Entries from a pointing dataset
########################################

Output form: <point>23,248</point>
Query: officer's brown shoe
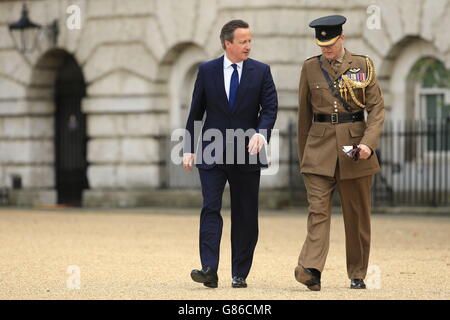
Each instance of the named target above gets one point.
<point>309,277</point>
<point>208,277</point>
<point>357,284</point>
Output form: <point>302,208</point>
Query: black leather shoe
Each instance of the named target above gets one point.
<point>208,277</point>
<point>310,277</point>
<point>357,284</point>
<point>238,282</point>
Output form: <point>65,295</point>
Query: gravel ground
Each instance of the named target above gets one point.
<point>149,253</point>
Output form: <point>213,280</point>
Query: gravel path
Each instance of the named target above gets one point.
<point>149,253</point>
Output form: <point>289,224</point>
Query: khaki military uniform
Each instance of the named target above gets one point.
<point>326,167</point>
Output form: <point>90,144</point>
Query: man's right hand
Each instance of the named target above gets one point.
<point>188,161</point>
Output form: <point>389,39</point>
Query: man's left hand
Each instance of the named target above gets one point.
<point>255,145</point>
<point>365,152</point>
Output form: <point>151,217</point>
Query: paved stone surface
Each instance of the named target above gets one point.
<point>148,254</point>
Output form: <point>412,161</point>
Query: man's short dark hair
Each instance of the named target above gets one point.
<point>227,32</point>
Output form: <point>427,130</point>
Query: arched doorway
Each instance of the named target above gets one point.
<point>70,133</point>
<point>56,90</point>
<point>181,65</point>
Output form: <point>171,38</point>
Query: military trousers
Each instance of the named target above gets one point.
<point>355,196</point>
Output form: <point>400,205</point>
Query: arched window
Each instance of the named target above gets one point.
<point>431,82</point>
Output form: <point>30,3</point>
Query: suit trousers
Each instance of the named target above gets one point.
<point>244,189</point>
<point>355,196</point>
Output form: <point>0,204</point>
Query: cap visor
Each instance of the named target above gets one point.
<point>328,42</point>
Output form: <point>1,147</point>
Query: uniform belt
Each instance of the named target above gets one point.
<point>336,118</point>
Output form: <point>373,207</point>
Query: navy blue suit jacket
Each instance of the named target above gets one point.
<point>256,108</point>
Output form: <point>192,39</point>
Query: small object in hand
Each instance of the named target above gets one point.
<point>352,152</point>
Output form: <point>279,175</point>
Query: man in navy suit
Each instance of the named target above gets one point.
<point>239,98</point>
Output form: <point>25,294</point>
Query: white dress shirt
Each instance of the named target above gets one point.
<point>228,71</point>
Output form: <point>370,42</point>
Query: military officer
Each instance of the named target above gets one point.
<point>340,104</point>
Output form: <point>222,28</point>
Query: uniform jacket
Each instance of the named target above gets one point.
<point>320,143</point>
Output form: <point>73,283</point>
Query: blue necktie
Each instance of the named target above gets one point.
<point>234,84</point>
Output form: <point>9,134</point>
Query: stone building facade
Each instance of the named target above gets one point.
<point>122,83</point>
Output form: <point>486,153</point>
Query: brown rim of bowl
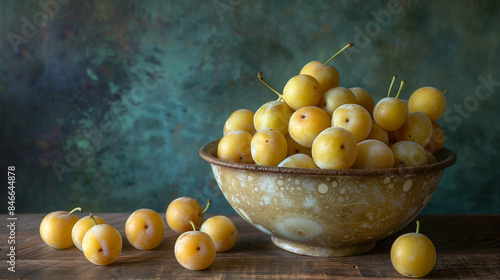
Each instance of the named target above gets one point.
<point>445,159</point>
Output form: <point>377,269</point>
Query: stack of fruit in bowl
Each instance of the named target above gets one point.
<point>316,123</point>
<point>327,171</point>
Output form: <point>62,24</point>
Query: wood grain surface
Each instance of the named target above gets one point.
<point>468,247</point>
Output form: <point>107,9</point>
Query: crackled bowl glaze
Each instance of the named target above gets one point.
<point>320,212</point>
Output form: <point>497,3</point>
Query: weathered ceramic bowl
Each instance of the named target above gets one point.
<point>319,212</point>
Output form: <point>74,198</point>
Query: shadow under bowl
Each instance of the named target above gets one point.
<point>326,212</point>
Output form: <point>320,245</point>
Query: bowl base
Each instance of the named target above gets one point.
<point>318,251</point>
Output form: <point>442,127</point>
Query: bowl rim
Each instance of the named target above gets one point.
<point>445,158</point>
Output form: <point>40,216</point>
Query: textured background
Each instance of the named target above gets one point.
<point>120,95</point>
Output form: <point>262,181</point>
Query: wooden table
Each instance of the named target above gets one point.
<point>468,246</point>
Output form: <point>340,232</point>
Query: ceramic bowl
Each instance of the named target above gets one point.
<point>321,212</point>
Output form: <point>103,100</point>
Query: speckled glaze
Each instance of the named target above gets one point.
<point>326,212</point>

########################################

§ STATED EXERCISE
Pull every line of the data above into your answer without changing it, and omit the pictures.

§ ANSWER FOR THE TASK
Output form: <point>23,248</point>
Query: officer's brown shoe
Each instance of the named target above gets one point.
<point>309,277</point>
<point>208,277</point>
<point>357,284</point>
Output form: <point>302,208</point>
Query: black leather shoe
Each instance of the named target above gets one point.
<point>208,277</point>
<point>310,277</point>
<point>357,284</point>
<point>238,282</point>
Output form: <point>65,295</point>
Query: gravel ground
Each instance of the named target above gets one point.
<point>149,253</point>
Output form: <point>213,280</point>
Query: gravel path
Each instance of the named target above gets one point.
<point>149,253</point>
Output form: <point>289,224</point>
Query: khaki military uniform
Each instance of the named target above gets one point.
<point>326,167</point>
Output form: <point>90,144</point>
Query: man's right hand
Each instance of the named target above gets one point.
<point>188,161</point>
Output form: <point>389,39</point>
Query: man's left hand
Each instance of the named target above gets one point.
<point>255,145</point>
<point>365,152</point>
Output form: <point>151,217</point>
Query: paved stone surface
Each instance of the named target above gets one point.
<point>148,254</point>
Output form: <point>412,161</point>
Query: man's short dark hair
Each instance of the named target above gets one point.
<point>227,32</point>
Output form: <point>427,130</point>
Query: arched doorway
Each instance of the named target above gets one point.
<point>70,133</point>
<point>56,90</point>
<point>181,65</point>
Output form: <point>171,38</point>
Query: military trousers
Each instance of the named target above gets one point.
<point>355,196</point>
Output form: <point>400,205</point>
Query: arched window
Each instance of the named target above gets one point.
<point>431,82</point>
Output form: <point>30,3</point>
Query: suit trousers
Each instance of the named target above gets one point.
<point>244,189</point>
<point>355,196</point>
Output form: <point>0,204</point>
Query: cap visor
Each instance of the named target above gets one point.
<point>328,42</point>
Output form: <point>1,147</point>
Query: uniform belt
Each instance of the named target above gets one point.
<point>336,118</point>
Output form: <point>373,207</point>
Query: navy blue suit jacket
Each instance of the named target above gets one point.
<point>256,108</point>
Output form: <point>192,39</point>
Query: small object in hand
Each instance of the named target above gets one point.
<point>352,152</point>
Output form: <point>279,175</point>
Query: man in navy suit
Each instance of the named target above gets one point.
<point>239,98</point>
Output form: <point>25,294</point>
Query: white dress shirt
Each instance of the named target above gets one point.
<point>228,71</point>
Output form: <point>370,42</point>
Query: military officer
Each instance of the named target above gets one point.
<point>340,104</point>
Output form: <point>222,28</point>
Query: uniform jacket
Each instance of the named target above gets one point.
<point>320,143</point>
Output form: <point>73,283</point>
Query: blue necktie
Each instance of the named target above gets one point.
<point>234,84</point>
Output form: <point>9,134</point>
Query: stone building facade
Each instance of the named target above gets one point.
<point>122,83</point>
Output form: <point>486,153</point>
Query: brown rim of bowl
Each instance of the named target above gets one point.
<point>445,159</point>
Output form: <point>377,269</point>
Query: stack of fruit in bowl
Each instance of the named target above gets one point.
<point>316,123</point>
<point>327,171</point>
Output form: <point>62,24</point>
Query: wood grain surface
Each instance of the named target above gets one point.
<point>468,247</point>
Output form: <point>107,9</point>
Query: crackled bowl glaze
Each instance of the named target above gets one point.
<point>320,212</point>
Output form: <point>497,3</point>
Query: weathered ceramic bowl
Each instance of the named target above gets one point.
<point>319,212</point>
Output form: <point>74,198</point>
Query: shadow under bowl
Each instance of the named target above gets one point.
<point>326,212</point>
Output form: <point>320,245</point>
Query: bowl base
Each instance of the named target above gets one point.
<point>318,251</point>
Output form: <point>442,127</point>
Query: bowl rim
Each instance of the named target above gets one point.
<point>445,158</point>
Output form: <point>40,216</point>
Query: textured background
Each instance of the named target above gets one point.
<point>120,95</point>
Output form: <point>262,181</point>
Query: wooden table
Each instance of the named target above gets one point.
<point>468,246</point>
Output form: <point>340,232</point>
Query: ceramic bowl
Each instance of the named target above gets one point.
<point>321,212</point>
Output form: <point>103,100</point>
Query: speckled glaze
Each instance of the named target above gets one point.
<point>326,212</point>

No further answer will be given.